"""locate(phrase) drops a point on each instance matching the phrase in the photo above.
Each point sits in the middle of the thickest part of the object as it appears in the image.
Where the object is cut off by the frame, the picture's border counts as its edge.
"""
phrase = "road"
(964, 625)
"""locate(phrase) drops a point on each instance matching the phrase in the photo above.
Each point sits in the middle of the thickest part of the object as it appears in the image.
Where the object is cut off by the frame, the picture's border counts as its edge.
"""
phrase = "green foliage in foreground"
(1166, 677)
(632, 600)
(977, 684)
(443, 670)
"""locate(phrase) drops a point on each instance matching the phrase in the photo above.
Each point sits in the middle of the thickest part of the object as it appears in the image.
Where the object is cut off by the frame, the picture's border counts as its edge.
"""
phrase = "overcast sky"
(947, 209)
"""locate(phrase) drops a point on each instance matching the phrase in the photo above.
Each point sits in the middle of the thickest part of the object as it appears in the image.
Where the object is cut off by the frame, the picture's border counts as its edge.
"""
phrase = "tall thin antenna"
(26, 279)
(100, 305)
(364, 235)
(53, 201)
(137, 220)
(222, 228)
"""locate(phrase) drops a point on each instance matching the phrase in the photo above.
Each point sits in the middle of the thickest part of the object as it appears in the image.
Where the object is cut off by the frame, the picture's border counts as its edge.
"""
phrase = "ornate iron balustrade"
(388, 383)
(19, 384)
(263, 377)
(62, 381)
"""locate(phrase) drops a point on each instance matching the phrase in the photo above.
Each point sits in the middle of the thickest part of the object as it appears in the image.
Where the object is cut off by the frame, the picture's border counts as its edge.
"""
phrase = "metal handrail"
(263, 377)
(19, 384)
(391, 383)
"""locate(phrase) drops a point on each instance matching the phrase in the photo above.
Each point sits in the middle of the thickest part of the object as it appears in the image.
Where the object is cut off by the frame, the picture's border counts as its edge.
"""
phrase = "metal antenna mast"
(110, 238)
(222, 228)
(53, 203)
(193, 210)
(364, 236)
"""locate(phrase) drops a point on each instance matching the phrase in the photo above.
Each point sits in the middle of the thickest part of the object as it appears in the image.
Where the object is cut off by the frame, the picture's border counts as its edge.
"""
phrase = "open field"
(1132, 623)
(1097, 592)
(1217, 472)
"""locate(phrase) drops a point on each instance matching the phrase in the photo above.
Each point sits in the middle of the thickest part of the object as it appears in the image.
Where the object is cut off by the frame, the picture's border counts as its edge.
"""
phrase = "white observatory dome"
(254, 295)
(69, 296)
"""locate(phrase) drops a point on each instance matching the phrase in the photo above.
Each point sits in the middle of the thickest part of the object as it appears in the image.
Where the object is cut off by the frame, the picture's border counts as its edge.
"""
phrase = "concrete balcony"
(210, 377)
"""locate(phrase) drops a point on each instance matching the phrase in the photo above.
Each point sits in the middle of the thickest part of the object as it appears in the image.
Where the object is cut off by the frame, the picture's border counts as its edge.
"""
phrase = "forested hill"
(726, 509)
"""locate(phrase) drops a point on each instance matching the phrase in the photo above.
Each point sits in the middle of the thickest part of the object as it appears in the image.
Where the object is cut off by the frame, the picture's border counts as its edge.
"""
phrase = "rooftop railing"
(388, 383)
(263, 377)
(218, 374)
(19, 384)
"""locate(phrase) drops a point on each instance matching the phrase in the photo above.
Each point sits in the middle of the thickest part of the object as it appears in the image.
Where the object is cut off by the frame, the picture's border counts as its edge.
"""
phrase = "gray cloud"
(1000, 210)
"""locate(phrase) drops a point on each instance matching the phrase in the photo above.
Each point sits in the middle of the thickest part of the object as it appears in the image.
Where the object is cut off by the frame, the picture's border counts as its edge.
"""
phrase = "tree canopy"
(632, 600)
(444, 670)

◆ **PROBLEM**: Please quote every record above exactly as it appears.

◆ **TASK RESULT**:
"""locate(phrase) drops a point on each instance matching the phrase in the photo above.
Each point sits in the middle of the thickest part of the object as it appears in the image.
Where the object is cut off by the frame, the picture's border counts as its edge.
"""
phrase = "road"
(964, 625)
"""locate(phrase) drops a point on each instance matching the phrase in the photo above.
Each point sits in the middle of the thickest part of the object as it appears in the image.
Where the object is cut off by the frame, the picture's border counts as its edge.
"""
phrase = "green foliage in foreground"
(1166, 677)
(632, 600)
(977, 684)
(443, 670)
"""locate(phrase) drops a point on each instance matching the phrase in the photo above.
Each point sits in the middle of the thickest part of the object as it appears in the image.
Where the object is cut off by the frame, the picture's border counts as its edge.
"""
phrase = "overcast sky"
(947, 209)
"""locate(phrase) drops a point on each instance matching the phrase in the photo above.
Each point sits in the middle of the thickest part of the object as it appears in the image.
Where the object is cut off by the frame, the picture's border counts as its edge.
"""
phrase = "tall thin antenna"
(26, 279)
(100, 305)
(364, 235)
(53, 201)
(137, 220)
(222, 228)
"""locate(phrase) drops a point on each instance matching the phrase in the photo above.
Each point sits in the middle of the thickest part of the object as it appears in the image.
Where the object is cut off by the frame, the picture's border counts as its edge.
"""
phrase = "ornate iron balustrade"
(388, 383)
(19, 384)
(263, 377)
(62, 381)
"""locate(phrase) drops a point on each instance matching the phrase in the photo above.
Each point sits in the middle of the thickest part of the object as it appears in the image.
Where the object is cut off by the frame, the picture's border counts as its edge.
"""
phrase = "metal handrail"
(263, 377)
(19, 384)
(391, 383)
"""locate(phrase) drops a point on each instance matching the phrase in the photo above.
Each point sits in the middle of the thickest part of the object as it appears in the image.
Where the object is cut off by the frame, the picture's border counts as its edge.
"""
phrase = "metal antenna mast"
(110, 238)
(222, 228)
(53, 203)
(193, 210)
(364, 236)
"""locate(phrase) drops a point on each instance matching the phrase in the photo above.
Each point sits in the middle of the thickest part of the object as it appears in the image.
Where the object is cut off by the frame, the picture's border counts as its edge.
"""
phrase = "open field"
(1132, 623)
(1097, 592)
(1217, 472)
"""locate(phrase) drops a point on each instance matching the phrase in the photo above.
Each point sits in the middle of the thickest part of the object as it appears in the image.
Where the object is cut off by the frame, the picture's border counts as its edge.
"""
phrase = "white observatory dome"
(254, 295)
(69, 296)
"""locate(phrase) drops a point on each instance matching the phrase in the photo above.
Each point sits in the middle of the thickest part of the object as it appears in the image.
Where the object is cut off by the frame, the picture's border counts as its edge.
"""
phrase = "concrete balcony"
(210, 377)
"""locate(phrase) drops a point on each instance matching the phrase in the photo above.
Each point sits in the middle of the thickest part of the object as it appears in the image.
Where the object is cut off by the frame, the picture's border counts as its edge.
"""
phrase = "forested hill"
(726, 509)
"""locate(phrase) drops a point on each instance matching the phrase in the photo above.
Each point sits in the middle of the thickest part of the object as it appears in the image.
Where the object is cut off by the frame, the picture's border counts as its edge.
"""
phrase = "rooftop railing"
(388, 383)
(263, 377)
(218, 374)
(19, 384)
"""locate(phrase) drops a point on each instance matching the phrase in the photo above.
Each point sits in the middle of the thickest part of the object as it appears in the image.
Where the object is cut off by the frame, the picture's border counts as its edge.
"""
phrase = "gray cloud"
(1000, 210)
"""locate(phrase) drops a point on each instance matching the phrase in the photo above.
Each point sits in the middle of the thickest part of the object as it appears in the image.
Where the object is cut off by the frame, the picture's border counts as its edge.
"""
phrase = "tree canopy"
(632, 600)
(444, 670)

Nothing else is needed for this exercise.